About this task ->
Every record below should appear in your answer, copied exactly.

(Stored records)
Content starts
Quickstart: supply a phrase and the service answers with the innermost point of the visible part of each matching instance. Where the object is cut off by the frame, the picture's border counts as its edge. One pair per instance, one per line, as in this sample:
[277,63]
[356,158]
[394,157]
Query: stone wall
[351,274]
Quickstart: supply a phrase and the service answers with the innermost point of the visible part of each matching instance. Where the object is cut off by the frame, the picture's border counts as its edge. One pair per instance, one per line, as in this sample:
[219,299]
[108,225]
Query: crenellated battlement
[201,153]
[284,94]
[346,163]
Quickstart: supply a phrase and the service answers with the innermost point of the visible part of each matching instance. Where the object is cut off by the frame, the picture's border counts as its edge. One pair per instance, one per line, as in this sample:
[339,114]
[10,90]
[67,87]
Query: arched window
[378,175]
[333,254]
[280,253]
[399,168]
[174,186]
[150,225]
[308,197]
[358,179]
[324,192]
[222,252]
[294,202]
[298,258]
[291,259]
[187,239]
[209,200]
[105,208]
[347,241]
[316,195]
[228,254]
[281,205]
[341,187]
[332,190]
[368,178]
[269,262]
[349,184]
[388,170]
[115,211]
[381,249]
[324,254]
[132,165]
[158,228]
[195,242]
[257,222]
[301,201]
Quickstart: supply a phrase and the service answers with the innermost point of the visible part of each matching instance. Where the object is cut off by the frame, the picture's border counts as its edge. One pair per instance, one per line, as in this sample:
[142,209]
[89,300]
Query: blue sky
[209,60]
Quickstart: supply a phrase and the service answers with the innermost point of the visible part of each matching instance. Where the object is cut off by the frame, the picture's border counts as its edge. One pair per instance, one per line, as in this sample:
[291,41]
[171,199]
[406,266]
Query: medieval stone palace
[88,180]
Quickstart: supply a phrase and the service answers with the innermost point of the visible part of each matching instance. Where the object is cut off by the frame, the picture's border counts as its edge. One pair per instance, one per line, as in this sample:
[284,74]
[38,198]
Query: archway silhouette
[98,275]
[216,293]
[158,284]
Content ends
Task result ->
Quickstart: supply a phrase and the service answers with the innermost point of the visible part of each matching instance. Where the object is cut off by the frame, the picture's border counts as its edge. One pair per instance, one per line, as in this sample:
[277,63]
[356,158]
[394,157]
Query: stone wall
[351,274]
Quickstart: supply a phrase and the service answers with the innermost point of the visible part of each matching instance. Where the object is cut off by the frame, the picture's border counts as its edge. One pair per instance, one per line, as in this sample:
[219,299]
[108,225]
Query: crenellated battlement
[201,153]
[284,94]
[346,163]
Quickstart: supply a phrase and the service answers with the innermost point of the visible part of each matching instance. Where the object is cut off by the frame, the picture's border counts as its edge. One pair per instance, one per line, as in this sample:
[339,114]
[10,90]
[67,87]
Query: arched window
[378,175]
[333,254]
[280,253]
[399,168]
[174,186]
[150,225]
[308,197]
[358,179]
[324,192]
[222,252]
[294,202]
[298,258]
[291,259]
[187,239]
[209,200]
[105,208]
[347,241]
[316,195]
[228,254]
[281,205]
[341,187]
[332,190]
[368,178]
[269,262]
[349,184]
[388,170]
[115,211]
[381,249]
[324,254]
[132,165]
[158,228]
[195,242]
[257,222]
[301,201]
Quickstart: supply a phrase and the service answers with the innermost point of the visible part of each matching instance. Where the object is cut off by the frame, the picture's border counts as its edge. One pair per instance, one per line, as in this sample:
[142,209]
[89,300]
Query: blue sky
[209,60]
Quickstart: supply a phrase and the service answers with the innermost point of the visible part of each matching instance. Where the object is cut off by the frame, the picture's border counts as its edge. One pair per instance, one per line, as in this sample:
[291,41]
[171,199]
[406,266]
Query: medieval stone palace
[88,180]
Quickstart: supply a phrase and the service answers with the innermost point of the visible part of each matching instance. Where the object is cut off by the frame, the picture's border counts as its edge. One pair per instance, one per line, as in this sample:
[284,74]
[38,198]
Query: archway silhouette
[98,275]
[216,293]
[158,284]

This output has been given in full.